Excerpt:
# # # # # # #

# Fullbody mallard



## Russell Hoover (Mar 9, 2006)

which is best fullbody field to buy from GHG, Final approach, hardcore, G $ H, etc i heard alot of people talk about paint come off, etc so need to know before i buy thanks


----------



## IAMALLARDMAN (Sep 15, 2009)

Lol, you know that by posting a question like this you are going to fire up the age old "which decoy brand debate"! My oppinion and just MY oppinion is GHG, have been useing them for years, and have some full body mallards that I have been useing for 3 or 4 seasons now. I live hunt and guide in central iowa so they see everything from 75 degree hot dry hay fields to early december snow storms and ice and i havent had any problems with them! I recomend storing them in the slot bags, do so and they will look flawless for years. Add a few of the flocked drakes heads and a little breeze and realism at it's finest!!


----------



## blja0601 (Aug 9, 2007)

I must agree that GHG has treated me well as far as full body ducks go the paint has held up good, although I would have to criticize the flocking on the heads, not so tuff( even wore than there geese) . I have heard that there are serious paint problems with hardcore ducks and personally the big foot motion system looks like a stubble F^%$,But that's just me.


----------



## floortrader (Feb 5, 2009)

ghg full body great the life size floaters pretty but weak paint


----------



## Russell Hoover (Mar 9, 2006)

how about final approach are they good i heard great paint with real feather design


----------



## Ron Gilmore (Jan 7, 2003)

For ducks to close enouhg to see the feather outline on a decoy they should be already dead!

I have not looked at the motion system on this years decoys, but like others 4 years of use on my GHG and they show no signs of wear!

Having hunted with a lot of other brands none move as well or look as real as the GHG!


----------



## headshot (Oct 26, 2006)

I don't use duck decoys. A mojo and a canada spread works for me. A good call is a must.


----------



## jbaincfl (Feb 5, 2003)

GHGs are great. No problems with paint and have used them for around 4 years. Great motion system as well.


----------



## sleeri (Oct 9, 2006)

I think headshot got it right. Forget the fullbody mallards and go with geese. We use 2 mojos(going to 3 this year) and canada goose fullbodies and shells. The mallards drop right in. The geese are bigger and probably a little easier to see from further out. We throw a few duck floaters into the spread just to bulk it up a bit, but the heart of spread is canadian honkers. We've always done pretty well. Funny thig is we rarely get geese. Must be the mojos that scare them.


----------



## Nick Roehl (Mar 7, 2002)

sleeri said:


> I think headshot got it right. Forget the fullbody mallards and go with geese. We use 2 mojos(going to 3 this year) and canada goose fullbodies and shells. The mallards drop right in. The geese are bigger and probably a little easier to see from further out. We throw a few duck floaters into the spread just to bulk it up a bit, but the heart of spread is canadian honkers. We've always done pretty well. Funny thig is we rarely get geese. Must be the mojos that scare them.


If you are bulking it up a bit with floater, you might as well buy the fullbodied mallards. And yes it is the mojos that are scarring the geese away. Invest in remotes and it will solve that problem for you.


----------



## sleeri (Oct 9, 2006)

# # # # # # #

Records:
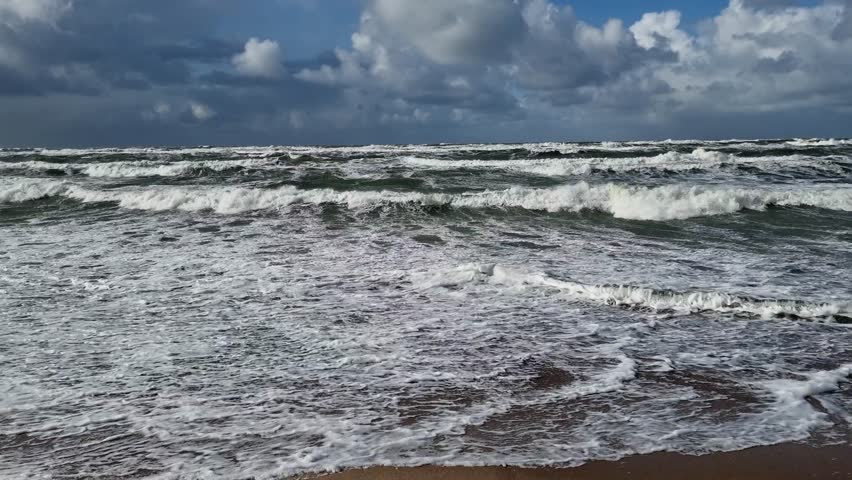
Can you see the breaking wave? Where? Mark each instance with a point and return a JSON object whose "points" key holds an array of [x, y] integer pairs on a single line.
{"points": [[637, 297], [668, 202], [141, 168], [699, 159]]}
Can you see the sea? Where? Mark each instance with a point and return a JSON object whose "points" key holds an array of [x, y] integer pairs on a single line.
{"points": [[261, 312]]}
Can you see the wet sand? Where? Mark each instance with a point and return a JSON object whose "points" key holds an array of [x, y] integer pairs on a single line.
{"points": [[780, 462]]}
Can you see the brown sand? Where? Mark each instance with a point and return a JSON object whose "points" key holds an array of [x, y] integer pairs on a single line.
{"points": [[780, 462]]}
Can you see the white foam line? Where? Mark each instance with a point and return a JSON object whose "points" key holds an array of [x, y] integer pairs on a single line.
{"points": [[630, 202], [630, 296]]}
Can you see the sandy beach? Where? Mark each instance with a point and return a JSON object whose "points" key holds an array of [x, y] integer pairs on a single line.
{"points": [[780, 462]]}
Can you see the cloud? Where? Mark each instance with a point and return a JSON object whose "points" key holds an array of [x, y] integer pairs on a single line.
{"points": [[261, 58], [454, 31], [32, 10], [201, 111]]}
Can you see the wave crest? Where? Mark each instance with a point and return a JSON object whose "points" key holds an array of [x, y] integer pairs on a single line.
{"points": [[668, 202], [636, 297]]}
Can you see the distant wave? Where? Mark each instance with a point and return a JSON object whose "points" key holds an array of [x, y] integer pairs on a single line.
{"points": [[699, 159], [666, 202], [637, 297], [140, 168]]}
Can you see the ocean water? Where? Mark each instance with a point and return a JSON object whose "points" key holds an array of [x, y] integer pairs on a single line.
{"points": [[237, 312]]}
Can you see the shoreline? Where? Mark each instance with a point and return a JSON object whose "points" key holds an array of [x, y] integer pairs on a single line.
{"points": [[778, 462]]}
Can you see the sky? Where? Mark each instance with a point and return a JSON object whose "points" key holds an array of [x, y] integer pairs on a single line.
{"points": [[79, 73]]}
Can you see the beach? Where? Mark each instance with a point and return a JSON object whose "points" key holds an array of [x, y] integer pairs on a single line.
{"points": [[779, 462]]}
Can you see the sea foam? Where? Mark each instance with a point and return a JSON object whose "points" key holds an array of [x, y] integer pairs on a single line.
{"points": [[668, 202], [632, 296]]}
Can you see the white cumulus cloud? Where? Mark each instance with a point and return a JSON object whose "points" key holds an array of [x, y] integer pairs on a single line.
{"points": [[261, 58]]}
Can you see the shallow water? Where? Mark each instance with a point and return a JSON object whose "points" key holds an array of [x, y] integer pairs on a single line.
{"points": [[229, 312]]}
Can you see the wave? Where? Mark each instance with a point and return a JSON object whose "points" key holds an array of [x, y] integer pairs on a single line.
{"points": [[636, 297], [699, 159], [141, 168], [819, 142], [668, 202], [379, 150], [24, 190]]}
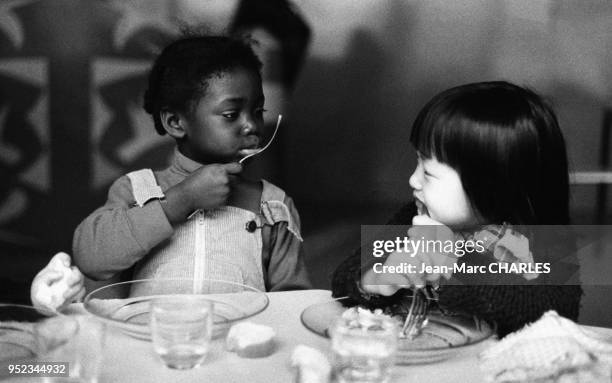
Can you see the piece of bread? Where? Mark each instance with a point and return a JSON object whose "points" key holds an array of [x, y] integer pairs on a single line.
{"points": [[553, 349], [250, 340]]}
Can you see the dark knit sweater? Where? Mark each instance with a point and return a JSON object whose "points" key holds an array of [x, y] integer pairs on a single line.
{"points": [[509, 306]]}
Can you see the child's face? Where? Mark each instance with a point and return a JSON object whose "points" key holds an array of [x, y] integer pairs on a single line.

# # # # # # #

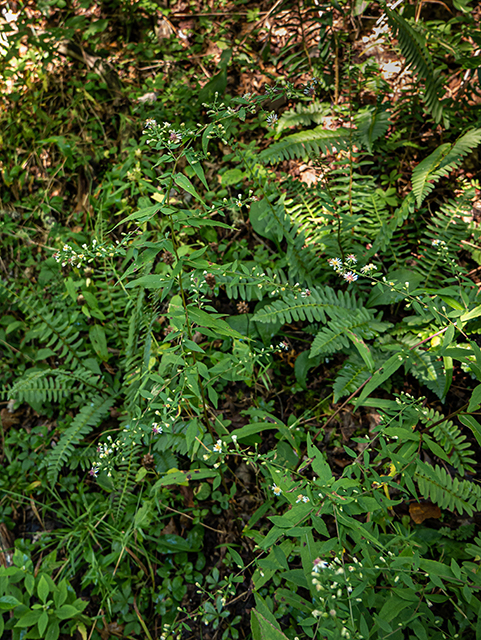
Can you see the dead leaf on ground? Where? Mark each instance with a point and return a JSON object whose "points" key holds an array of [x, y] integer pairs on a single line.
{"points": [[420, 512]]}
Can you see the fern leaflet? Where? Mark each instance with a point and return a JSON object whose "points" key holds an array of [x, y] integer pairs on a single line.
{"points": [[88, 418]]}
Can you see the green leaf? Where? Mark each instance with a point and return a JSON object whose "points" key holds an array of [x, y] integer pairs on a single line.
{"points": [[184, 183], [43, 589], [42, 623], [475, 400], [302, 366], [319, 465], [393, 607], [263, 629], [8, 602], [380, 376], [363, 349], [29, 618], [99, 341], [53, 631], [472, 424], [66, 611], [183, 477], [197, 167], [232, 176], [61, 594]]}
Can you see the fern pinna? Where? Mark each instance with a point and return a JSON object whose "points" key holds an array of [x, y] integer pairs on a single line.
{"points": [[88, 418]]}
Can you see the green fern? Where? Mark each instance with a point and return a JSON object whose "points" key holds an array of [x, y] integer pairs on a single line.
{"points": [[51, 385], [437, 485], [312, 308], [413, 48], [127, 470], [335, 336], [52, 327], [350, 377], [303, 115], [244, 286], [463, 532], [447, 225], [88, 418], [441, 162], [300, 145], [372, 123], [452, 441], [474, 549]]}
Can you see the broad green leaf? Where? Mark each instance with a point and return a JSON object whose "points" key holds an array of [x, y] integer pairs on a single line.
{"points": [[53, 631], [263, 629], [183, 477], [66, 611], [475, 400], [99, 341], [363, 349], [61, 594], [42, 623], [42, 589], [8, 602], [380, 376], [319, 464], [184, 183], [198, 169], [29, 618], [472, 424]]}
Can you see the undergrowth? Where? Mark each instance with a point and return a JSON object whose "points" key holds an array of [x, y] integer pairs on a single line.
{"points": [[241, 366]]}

# # # # # # #

Exercise tasks:
- A) Count the lines of the records that contain the word "water", and give only the number.
- B) Pick up the forum thread on fullbody mallard decoys from its final line and continue it.

Responses:
- A) 2

- B)
I agree wingmaster, full bodies would be better than floaters, but I just don't want to spend the extra cash. I already have the floaters on hand. My feeling is that if I'm going to spend more money, I might as well by more goose full bodies. Remotes would also be the way to go, but again that just means I have to buy new mojos. We aren't really after geese, so it's not a big deal if they're scared off. Occassionally lessers will still drop in and we take them, but that's about it for our goose hunting.


----------



## The Shovla (Aug 23, 2009)

as asked above, does anyone have experience with the Final approach full bodies? roger's sporting goods has 'em on sale


----------



## xTrMWtRFwLr (Jul 28, 2009)

GHG by far IMO they have the best durability and motion system on the market today. If you do purchase GHG make sure you buy the Avery bags for them that way you can get many great hunting seasons out of them. :beer:


----------



## sleeri (Oct 9, 2006)

I haven't used Final Approach. All our fullbodies are GHG and I think they're great decoys.


----------



## FREIBS (Mar 18, 2008)

Our crew has about 8 doz GHG when we all get together. We pile them all up and load em into big oversize cabelas bags, they take a beating and still look great after multiple seasons.


----------



## sodakhunter13 (Feb 2, 2007)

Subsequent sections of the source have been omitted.